» **INPUT**:
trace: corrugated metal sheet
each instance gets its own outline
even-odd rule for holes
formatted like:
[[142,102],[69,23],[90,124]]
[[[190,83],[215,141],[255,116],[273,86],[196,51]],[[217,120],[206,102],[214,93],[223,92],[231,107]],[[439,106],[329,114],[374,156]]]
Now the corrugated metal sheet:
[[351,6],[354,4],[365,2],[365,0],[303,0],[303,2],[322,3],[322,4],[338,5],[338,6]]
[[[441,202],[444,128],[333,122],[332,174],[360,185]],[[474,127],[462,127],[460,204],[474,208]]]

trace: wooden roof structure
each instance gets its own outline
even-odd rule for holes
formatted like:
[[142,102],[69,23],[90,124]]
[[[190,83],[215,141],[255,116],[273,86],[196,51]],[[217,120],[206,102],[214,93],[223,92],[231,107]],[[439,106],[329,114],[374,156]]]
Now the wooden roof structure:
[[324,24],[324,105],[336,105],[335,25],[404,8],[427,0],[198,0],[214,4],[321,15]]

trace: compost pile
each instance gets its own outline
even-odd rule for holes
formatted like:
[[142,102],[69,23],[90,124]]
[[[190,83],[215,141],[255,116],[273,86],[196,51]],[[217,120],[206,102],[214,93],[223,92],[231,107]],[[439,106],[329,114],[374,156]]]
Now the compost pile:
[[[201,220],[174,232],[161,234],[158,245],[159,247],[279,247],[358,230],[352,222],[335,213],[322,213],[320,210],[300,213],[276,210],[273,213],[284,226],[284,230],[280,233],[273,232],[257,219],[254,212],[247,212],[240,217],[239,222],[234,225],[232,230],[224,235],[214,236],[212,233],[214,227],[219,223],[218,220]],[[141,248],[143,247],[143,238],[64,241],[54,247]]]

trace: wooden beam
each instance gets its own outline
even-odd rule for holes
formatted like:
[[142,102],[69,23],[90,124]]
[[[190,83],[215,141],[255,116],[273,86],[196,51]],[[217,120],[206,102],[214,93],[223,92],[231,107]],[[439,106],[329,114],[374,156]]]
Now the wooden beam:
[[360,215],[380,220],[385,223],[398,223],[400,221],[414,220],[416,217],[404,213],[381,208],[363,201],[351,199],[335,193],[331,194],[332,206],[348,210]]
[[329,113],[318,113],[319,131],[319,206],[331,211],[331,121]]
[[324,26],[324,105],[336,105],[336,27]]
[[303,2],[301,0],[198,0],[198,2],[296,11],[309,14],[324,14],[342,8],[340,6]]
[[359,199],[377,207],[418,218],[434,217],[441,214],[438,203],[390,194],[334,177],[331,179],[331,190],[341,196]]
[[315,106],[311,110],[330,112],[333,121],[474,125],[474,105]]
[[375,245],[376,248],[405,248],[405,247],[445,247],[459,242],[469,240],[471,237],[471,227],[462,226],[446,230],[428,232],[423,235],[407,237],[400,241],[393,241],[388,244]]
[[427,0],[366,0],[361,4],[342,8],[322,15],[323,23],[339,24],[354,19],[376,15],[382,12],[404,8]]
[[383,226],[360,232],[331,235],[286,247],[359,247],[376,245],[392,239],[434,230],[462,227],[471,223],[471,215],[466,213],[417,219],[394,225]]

» **THE PROBLEM**:
Reproduce all the records precisely.

» **EXERCISE OUTPUT**:
trace: corrugated metal sheet
each instance gets its own outline
even-odd rule for holes
formatted like:
[[142,102],[69,23],[90,124]]
[[[190,83],[215,141],[255,116],[273,86],[196,51]],[[217,120],[206,102],[214,93],[223,92],[231,107]],[[439,106],[329,114],[374,156]]]
Now the corrugated metal sheet:
[[351,6],[354,4],[365,2],[365,0],[303,0],[303,2],[322,3],[322,4],[338,5],[338,6]]
[[[441,202],[444,128],[333,122],[332,174],[360,185]],[[474,127],[462,127],[460,204],[474,208]]]

trace: wooden roof structure
each instance gets its own outline
even-odd rule for holes
formatted like:
[[142,102],[69,23],[90,124]]
[[[190,83],[215,141],[255,116],[273,86],[196,51]],[[217,120],[206,102],[214,93],[223,92],[231,107]],[[439,106],[329,114],[374,156]]]
Now the wooden roof structure:
[[324,24],[324,105],[336,105],[335,25],[404,8],[427,0],[198,0],[214,4],[321,15]]

trace: compost pile
each instance gets its own outline
even-odd rule for holes
formatted like:
[[142,102],[69,23],[90,124]]
[[[190,83],[215,141],[255,116],[273,86],[196,51]],[[217,120],[206,102],[214,93],[223,92],[231,107]],[[439,106],[329,114],[374,156]]]
Now the compost pile:
[[[201,220],[174,232],[161,234],[158,245],[159,247],[279,247],[358,230],[352,222],[335,213],[322,213],[320,210],[300,213],[276,210],[273,213],[284,226],[284,230],[280,233],[273,232],[257,219],[254,212],[247,212],[240,217],[239,222],[234,225],[232,230],[224,235],[214,236],[212,233],[214,227],[219,223],[218,220]],[[141,248],[143,247],[143,238],[64,241],[54,247]]]

trace: wooden beam
each instance gets its own outline
even-odd rule for holes
formatted like:
[[142,102],[69,23],[90,124]]
[[[190,83],[215,141],[255,116],[273,86],[196,51]],[[217,120],[206,102],[214,93],[223,92],[231,107]],[[439,106],[329,114],[374,156]]]
Now the wooden beam:
[[360,215],[380,220],[385,223],[398,223],[400,221],[414,220],[416,217],[404,213],[381,208],[363,201],[351,199],[335,193],[331,194],[332,206],[348,210]]
[[329,113],[318,113],[319,131],[319,206],[331,211],[331,121]]
[[324,26],[324,105],[336,105],[336,27]]
[[303,2],[301,0],[198,0],[198,2],[296,11],[309,14],[324,14],[342,8],[340,6]]
[[359,199],[377,207],[418,218],[434,217],[441,214],[438,203],[390,194],[334,177],[331,179],[331,190],[341,196]]
[[315,106],[311,110],[330,112],[333,121],[474,125],[474,105]]
[[375,245],[376,248],[405,248],[405,247],[445,247],[459,242],[469,240],[471,237],[471,227],[462,226],[446,230],[428,232],[423,235],[407,237],[400,241],[393,241],[388,244]]
[[427,0],[366,0],[361,4],[342,8],[322,15],[323,23],[339,24],[354,19],[376,15],[382,12],[404,8]]
[[383,226],[360,232],[331,235],[286,247],[359,247],[376,245],[392,239],[434,230],[462,227],[471,223],[471,215],[466,213],[417,219],[394,225]]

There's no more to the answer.